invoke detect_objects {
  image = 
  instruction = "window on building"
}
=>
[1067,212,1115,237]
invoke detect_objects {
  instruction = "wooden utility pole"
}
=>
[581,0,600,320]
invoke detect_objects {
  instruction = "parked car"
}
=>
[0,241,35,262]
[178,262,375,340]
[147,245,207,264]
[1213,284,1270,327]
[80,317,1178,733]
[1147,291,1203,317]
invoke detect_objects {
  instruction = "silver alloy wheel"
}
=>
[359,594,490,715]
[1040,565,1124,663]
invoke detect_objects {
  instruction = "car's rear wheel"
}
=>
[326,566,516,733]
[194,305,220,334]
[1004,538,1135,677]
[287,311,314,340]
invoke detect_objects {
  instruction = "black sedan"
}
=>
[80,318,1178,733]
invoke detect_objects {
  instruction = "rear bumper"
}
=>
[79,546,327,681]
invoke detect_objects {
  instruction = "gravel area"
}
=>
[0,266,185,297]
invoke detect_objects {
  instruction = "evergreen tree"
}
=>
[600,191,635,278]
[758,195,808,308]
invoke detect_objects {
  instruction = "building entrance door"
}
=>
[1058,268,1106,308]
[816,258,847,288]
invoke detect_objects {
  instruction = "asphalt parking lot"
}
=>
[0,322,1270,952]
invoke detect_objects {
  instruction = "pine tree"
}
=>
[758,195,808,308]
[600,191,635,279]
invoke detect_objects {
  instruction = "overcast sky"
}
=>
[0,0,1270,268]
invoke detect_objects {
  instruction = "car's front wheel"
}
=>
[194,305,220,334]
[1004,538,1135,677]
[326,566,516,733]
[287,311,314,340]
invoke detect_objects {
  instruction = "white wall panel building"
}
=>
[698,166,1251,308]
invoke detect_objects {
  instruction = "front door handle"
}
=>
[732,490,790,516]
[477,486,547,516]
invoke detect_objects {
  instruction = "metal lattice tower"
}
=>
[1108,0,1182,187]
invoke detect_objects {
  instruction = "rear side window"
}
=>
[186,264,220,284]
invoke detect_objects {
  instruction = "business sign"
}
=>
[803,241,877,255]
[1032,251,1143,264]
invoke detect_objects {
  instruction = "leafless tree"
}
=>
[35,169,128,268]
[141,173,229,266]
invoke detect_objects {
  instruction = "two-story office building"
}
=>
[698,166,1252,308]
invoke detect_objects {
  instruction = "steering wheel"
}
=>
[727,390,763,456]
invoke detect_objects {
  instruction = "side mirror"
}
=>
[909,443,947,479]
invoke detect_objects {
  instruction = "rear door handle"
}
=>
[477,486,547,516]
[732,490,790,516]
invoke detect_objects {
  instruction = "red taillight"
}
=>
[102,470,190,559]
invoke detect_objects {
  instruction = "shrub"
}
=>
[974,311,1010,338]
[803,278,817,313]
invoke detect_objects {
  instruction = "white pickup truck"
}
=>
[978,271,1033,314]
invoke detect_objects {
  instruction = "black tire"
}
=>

Set problem
Count the lines in the entries above that contain the string "front", treating uppercase and lowercase as different, and reply with only the number.

Solution to the problem
2